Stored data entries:
=== Begin Enclosure ===
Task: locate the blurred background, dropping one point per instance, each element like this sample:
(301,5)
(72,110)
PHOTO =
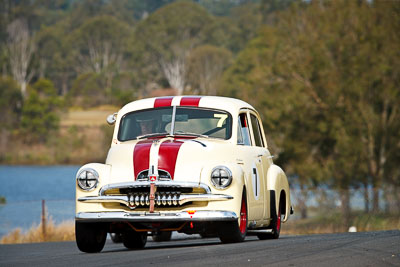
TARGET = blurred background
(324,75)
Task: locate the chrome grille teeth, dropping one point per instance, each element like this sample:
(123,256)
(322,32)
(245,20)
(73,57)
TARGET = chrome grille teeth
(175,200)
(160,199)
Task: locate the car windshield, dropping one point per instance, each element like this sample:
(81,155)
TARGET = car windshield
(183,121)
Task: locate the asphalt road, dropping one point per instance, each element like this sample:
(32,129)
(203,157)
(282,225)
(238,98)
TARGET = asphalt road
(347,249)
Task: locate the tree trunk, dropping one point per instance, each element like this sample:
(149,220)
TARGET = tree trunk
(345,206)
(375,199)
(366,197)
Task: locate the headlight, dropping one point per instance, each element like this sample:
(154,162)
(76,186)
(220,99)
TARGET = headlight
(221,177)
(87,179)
=== End Enclosure ===
=== Begin Enclosure ===
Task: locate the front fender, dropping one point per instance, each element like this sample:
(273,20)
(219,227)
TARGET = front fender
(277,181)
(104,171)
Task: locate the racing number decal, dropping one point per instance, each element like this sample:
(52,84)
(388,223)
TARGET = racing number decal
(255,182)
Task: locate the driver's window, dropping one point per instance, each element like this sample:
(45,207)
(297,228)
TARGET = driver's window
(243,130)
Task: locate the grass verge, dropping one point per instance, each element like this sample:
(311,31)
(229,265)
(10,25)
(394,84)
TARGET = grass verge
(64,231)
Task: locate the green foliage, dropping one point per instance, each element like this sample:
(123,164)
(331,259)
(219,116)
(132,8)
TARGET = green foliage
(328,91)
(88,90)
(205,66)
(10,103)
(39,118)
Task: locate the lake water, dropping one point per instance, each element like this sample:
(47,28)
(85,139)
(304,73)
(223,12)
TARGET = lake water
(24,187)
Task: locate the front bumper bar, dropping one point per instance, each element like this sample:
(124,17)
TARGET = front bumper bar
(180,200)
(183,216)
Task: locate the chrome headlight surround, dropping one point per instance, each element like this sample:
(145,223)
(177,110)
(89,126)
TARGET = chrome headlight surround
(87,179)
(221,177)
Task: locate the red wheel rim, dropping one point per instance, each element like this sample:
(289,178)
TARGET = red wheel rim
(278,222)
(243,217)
=== End Enclosure ===
WORK TO COMPLETE: Look above for the line containing "TARGET = grass verge". Output from there through the line containing "Task: locate the red", exactly and inclusively.

EXERCISE SOLUTION:
TARGET = grass verge
(64,231)
Task: locate the green foliage, dropping one point per instance, each element like this sample:
(123,164)
(331,259)
(219,116)
(132,8)
TARGET = green foliage
(328,91)
(88,90)
(205,66)
(10,103)
(39,118)
Task: locate the lake water, dropping one point per instance, each element like this sample:
(47,28)
(85,139)
(304,73)
(223,12)
TARGET = lake water
(24,187)
Task: locate the front bumper bar, dropping one point per instance, each element like this sample:
(124,17)
TARGET = front bumper bar
(180,200)
(183,216)
Task: locate the chrome headlight surround, dropping one point per instance, each element like this sample:
(145,223)
(177,110)
(89,126)
TARGET = chrome headlight surround
(87,179)
(221,177)
Task: locate the red wheel rim, dropping one point per instance, each element like this sample:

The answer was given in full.